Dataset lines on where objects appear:
-- Begin --

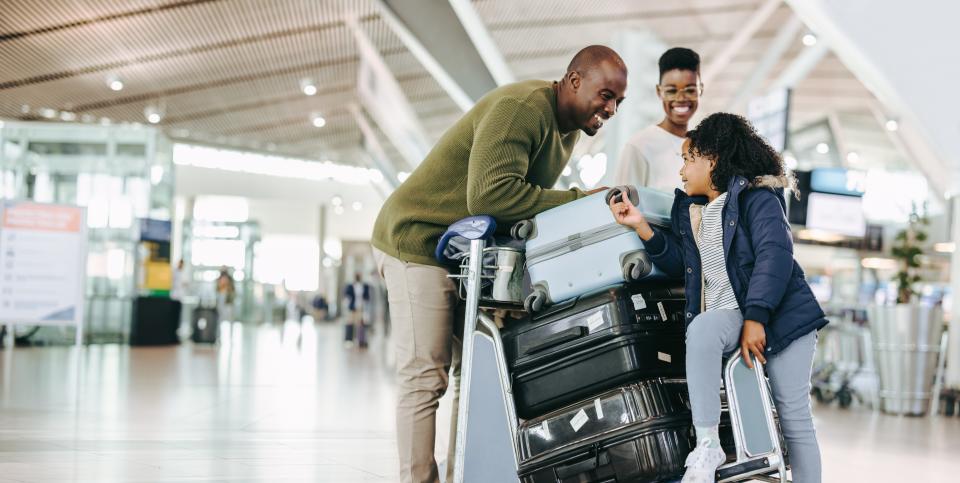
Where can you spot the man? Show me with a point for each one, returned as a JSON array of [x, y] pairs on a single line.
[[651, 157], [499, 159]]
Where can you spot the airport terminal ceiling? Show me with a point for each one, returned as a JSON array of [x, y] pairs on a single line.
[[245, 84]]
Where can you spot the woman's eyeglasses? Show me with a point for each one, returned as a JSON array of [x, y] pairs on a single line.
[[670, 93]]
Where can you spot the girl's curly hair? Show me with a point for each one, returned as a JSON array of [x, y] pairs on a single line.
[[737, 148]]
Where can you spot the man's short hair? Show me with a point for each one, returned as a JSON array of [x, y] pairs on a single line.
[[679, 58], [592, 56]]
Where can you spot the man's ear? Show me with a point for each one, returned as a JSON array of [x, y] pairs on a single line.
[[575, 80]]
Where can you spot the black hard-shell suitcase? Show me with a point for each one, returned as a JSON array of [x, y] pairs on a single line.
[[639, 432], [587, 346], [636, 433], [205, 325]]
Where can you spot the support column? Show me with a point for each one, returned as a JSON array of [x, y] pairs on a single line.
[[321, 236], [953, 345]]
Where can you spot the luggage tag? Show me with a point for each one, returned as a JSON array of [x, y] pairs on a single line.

-- End --

Task statement: Lay out everything from the line containing "Where can you spot the airport" down to the line containing "[[670, 93]]" as a two-column CSV with the headers query_text and answer. Give one row for each text line and the answer line beneath it, with each value in its own quoted field and any line breaks turned into spaces.

Exercise response:
query_text,answer
"Where can you spot the airport terminal ceiling? Show me with a point for each one, returned as a JSON array of [x, y] pairs on a single line.","[[245, 84]]"
"Where can you spot the woman's eyeglasses? Show me with a point for each one, returned as a JSON array of [x, y] pairs on a single line.","[[670, 93]]"